**EXCERPTED RECORDS:**
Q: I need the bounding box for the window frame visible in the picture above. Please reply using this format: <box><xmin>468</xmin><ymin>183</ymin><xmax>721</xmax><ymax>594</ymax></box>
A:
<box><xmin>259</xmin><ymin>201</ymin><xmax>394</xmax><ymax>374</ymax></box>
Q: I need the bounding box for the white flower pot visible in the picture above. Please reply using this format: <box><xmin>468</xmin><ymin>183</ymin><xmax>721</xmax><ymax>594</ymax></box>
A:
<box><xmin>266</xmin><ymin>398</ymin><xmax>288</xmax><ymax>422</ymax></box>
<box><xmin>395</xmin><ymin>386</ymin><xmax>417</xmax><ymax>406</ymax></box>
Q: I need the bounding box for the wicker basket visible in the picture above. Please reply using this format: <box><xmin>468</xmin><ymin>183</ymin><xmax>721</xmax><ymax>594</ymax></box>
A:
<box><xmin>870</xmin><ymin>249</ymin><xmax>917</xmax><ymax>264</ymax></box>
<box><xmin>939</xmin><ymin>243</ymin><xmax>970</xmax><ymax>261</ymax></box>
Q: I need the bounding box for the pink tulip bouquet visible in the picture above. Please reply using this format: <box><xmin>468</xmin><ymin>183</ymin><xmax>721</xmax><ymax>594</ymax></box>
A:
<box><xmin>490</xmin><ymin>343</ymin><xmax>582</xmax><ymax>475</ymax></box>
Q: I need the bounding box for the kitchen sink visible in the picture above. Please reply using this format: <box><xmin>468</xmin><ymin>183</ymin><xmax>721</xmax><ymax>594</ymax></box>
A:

**PROBLEM:**
The answer must be exactly the lines from the one containing "Q: I need the bounding box for the kitchen" through the final line of the data, both ends included, and nothing else.

**TASK SOLUTION:**
Q: I need the bounding box for the kitchen sink visible in the picture above. Please reply using this format: <box><xmin>468</xmin><ymin>183</ymin><xmax>721</xmax><ymax>594</ymax></box>
A:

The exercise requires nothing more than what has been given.